══ Material for the task
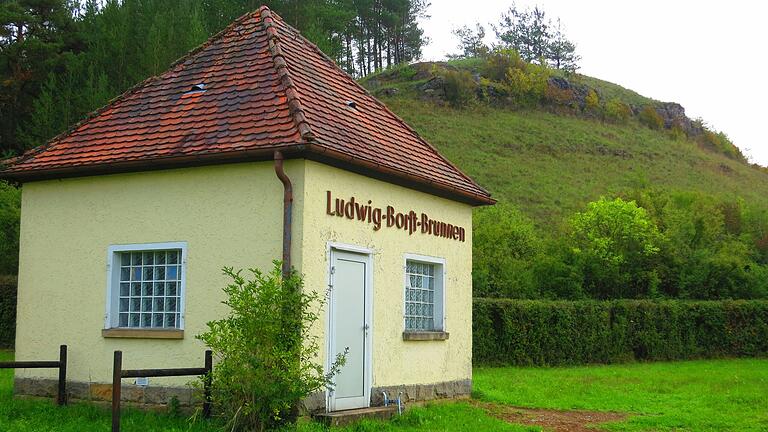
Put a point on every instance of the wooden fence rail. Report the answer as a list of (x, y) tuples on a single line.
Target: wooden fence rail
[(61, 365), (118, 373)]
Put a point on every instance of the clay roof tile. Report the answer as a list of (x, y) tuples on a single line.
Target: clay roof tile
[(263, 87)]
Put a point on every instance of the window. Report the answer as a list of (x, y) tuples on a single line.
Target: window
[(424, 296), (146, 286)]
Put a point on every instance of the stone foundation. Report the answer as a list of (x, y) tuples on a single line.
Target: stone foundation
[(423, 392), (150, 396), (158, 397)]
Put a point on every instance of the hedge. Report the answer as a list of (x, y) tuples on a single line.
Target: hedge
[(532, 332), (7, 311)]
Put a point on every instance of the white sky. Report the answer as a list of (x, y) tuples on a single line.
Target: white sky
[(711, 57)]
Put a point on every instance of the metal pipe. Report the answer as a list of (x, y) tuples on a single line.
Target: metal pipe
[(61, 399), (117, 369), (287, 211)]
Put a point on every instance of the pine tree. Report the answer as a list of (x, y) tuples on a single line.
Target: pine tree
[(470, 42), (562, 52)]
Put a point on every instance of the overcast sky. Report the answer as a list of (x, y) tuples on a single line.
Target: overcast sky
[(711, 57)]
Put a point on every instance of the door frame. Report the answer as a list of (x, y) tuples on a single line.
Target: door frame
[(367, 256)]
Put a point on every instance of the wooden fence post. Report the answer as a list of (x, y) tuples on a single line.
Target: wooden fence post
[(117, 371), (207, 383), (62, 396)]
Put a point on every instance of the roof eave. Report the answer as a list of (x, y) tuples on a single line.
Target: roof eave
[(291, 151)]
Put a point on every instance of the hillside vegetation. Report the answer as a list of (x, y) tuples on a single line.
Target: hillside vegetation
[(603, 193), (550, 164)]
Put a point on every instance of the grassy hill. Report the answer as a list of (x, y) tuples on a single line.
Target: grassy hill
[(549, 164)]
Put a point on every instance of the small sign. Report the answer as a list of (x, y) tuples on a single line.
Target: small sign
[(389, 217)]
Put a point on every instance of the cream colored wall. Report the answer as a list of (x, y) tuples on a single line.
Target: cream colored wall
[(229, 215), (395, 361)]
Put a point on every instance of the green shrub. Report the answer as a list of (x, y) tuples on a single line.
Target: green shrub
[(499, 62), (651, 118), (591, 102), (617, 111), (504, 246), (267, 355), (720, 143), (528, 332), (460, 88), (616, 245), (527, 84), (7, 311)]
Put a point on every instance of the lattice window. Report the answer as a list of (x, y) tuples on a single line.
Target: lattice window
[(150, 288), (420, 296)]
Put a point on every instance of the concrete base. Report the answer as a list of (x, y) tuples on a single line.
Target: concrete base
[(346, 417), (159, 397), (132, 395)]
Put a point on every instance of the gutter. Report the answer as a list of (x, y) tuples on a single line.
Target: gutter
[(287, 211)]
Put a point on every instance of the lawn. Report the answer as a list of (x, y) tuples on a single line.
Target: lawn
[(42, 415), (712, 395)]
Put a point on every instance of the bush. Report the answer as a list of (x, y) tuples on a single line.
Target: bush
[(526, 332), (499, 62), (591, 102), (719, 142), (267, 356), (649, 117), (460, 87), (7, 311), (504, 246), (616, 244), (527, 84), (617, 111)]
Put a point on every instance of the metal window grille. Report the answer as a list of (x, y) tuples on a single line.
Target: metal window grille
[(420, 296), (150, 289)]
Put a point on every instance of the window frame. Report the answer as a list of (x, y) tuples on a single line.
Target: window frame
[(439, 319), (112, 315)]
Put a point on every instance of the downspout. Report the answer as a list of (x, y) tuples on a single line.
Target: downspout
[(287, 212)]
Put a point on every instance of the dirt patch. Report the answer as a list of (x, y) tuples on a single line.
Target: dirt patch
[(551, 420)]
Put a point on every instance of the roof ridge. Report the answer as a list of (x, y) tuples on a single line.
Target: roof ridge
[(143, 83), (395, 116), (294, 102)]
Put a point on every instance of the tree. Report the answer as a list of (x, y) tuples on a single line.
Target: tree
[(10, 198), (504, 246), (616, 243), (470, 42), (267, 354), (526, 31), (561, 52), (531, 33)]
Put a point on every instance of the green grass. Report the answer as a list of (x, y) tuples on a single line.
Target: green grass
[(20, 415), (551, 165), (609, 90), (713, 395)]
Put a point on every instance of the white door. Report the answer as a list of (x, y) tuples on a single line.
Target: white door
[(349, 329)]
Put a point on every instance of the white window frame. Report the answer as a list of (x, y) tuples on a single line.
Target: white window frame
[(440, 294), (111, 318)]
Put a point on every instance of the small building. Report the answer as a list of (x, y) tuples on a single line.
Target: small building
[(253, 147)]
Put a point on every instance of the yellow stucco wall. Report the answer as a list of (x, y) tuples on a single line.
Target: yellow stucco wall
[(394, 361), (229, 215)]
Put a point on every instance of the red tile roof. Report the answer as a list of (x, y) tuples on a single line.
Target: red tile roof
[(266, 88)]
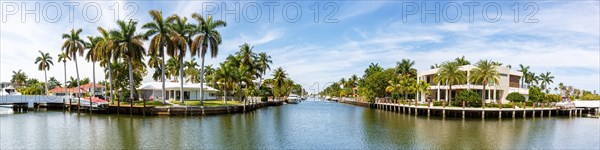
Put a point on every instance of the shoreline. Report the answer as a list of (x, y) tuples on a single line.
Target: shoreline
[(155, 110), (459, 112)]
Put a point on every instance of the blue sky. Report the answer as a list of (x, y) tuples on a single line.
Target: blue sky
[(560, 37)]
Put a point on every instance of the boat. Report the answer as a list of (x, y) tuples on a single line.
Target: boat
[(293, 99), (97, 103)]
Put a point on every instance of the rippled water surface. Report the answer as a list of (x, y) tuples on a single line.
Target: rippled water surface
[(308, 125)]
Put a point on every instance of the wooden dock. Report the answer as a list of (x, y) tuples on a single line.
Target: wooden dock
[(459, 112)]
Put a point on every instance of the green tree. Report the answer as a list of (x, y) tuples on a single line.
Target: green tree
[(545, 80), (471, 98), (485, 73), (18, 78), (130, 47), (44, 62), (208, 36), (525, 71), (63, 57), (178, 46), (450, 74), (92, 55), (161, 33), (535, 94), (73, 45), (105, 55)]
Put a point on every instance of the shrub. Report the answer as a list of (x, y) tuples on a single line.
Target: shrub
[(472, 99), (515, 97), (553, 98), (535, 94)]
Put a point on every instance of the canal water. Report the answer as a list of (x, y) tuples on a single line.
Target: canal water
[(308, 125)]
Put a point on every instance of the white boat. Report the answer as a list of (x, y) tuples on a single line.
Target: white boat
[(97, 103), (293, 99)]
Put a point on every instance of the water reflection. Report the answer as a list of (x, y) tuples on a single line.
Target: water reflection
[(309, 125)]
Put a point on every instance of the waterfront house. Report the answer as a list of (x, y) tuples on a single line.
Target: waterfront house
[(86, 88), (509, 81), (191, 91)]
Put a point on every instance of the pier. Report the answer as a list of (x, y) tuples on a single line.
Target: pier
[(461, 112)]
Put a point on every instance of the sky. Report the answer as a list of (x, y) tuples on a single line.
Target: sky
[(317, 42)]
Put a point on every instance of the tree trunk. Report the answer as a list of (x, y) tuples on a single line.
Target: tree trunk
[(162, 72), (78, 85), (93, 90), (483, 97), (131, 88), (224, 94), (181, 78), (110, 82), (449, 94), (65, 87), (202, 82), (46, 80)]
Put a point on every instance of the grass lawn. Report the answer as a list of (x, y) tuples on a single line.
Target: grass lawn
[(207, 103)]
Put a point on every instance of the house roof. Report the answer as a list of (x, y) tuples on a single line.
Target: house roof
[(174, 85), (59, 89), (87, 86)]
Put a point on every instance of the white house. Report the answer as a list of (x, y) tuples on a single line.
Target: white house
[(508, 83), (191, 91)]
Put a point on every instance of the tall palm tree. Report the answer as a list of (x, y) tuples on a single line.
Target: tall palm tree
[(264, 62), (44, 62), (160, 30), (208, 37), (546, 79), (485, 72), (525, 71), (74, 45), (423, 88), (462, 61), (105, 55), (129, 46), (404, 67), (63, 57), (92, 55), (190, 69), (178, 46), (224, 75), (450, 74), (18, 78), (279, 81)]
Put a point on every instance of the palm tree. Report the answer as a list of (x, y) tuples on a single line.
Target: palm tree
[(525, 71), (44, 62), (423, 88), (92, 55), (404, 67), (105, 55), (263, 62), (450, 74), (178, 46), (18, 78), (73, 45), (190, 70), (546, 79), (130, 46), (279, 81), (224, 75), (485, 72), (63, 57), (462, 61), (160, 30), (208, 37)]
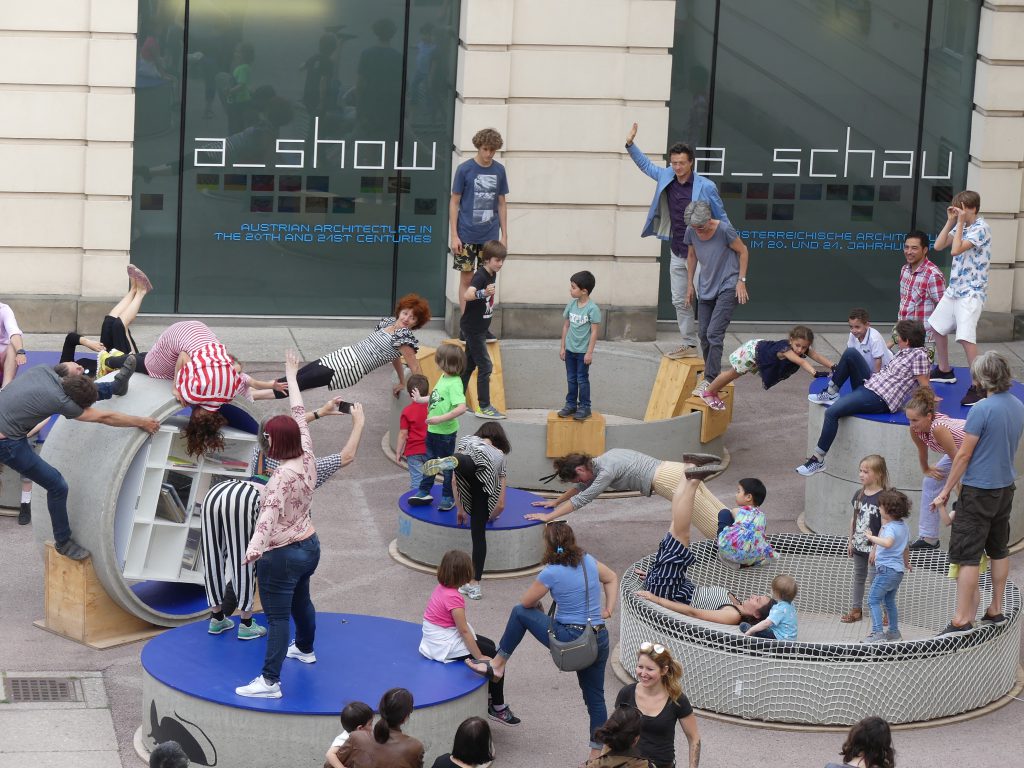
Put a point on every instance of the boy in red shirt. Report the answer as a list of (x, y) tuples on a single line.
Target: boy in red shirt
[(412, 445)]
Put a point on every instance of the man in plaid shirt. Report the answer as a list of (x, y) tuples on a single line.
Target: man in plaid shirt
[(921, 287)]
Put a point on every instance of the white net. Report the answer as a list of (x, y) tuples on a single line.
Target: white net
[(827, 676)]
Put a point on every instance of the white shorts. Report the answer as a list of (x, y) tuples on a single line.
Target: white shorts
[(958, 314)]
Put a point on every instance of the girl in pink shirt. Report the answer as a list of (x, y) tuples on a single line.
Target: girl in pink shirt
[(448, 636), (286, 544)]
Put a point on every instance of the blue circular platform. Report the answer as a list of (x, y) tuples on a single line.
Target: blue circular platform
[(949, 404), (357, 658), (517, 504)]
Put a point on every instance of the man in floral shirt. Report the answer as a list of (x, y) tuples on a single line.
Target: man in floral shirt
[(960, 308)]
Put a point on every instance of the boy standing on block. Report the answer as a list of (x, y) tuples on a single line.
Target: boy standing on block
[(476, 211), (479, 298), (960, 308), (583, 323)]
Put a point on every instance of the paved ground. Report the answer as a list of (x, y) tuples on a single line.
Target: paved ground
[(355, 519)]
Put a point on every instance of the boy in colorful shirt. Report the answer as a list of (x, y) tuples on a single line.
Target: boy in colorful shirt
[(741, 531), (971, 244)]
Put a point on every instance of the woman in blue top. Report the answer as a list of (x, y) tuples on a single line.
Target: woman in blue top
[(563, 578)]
════
# What needs to be done
Rewrite the stretch of records from the line that contains "Put a point on every instance of the lawn." through the line that contains "[(20, 415), (551, 165), (609, 90), (713, 395)]", replacing "downspout" with "drainpipe" and leaving everything else unchanged.

# Written response
Put a point on every instance of the lawn. Report the answer as a list of (x, y) tuples on a single line.
Target: lawn
[(42, 415), (712, 395)]
Put a point on every instance of the bush. Report the answer as a list of (x, y) tuples on a single line.
Target: bush
[(526, 332), (499, 62), (591, 102), (719, 142), (267, 356), (649, 117), (460, 87), (7, 311), (504, 246), (616, 244), (527, 84), (617, 111)]
Put a point on every instance of the metal window grille. Report the answer as a list of (x, y) tuples on a single line.
Target: metal window grille
[(420, 296), (150, 289)]
Put a point on every instance of the window frame. Report the answer as a list of (x, y) tuples on a single line.
Target: window frame
[(439, 319), (112, 315)]
Put a point on every instance of the drainpipe. Report the answer as a list of (x, y) tuples on a single line.
Target: drainpipe
[(287, 212)]
Put a point on every instance of the dirt patch. Report the answer as a list of (x, y) tuples on a single line.
Target: dirt patch
[(551, 420)]
Put a point on every instance of the roof ridge. Report the answer as a list of (x, y) tuples on a single line.
Target: roof ridge
[(143, 83), (395, 116), (294, 102)]
Put a point on every instance of the tree. Report the answer as a list of (x, y) tuples on a single line.
Target: tree
[(10, 198), (504, 246), (616, 243), (470, 42), (267, 354), (526, 31), (561, 52), (531, 33)]
Put a point on every instance of the green grass. Report the answer as a list of (x, y) tuples on a single line.
Target: green grass
[(20, 415), (551, 165), (609, 90), (713, 395)]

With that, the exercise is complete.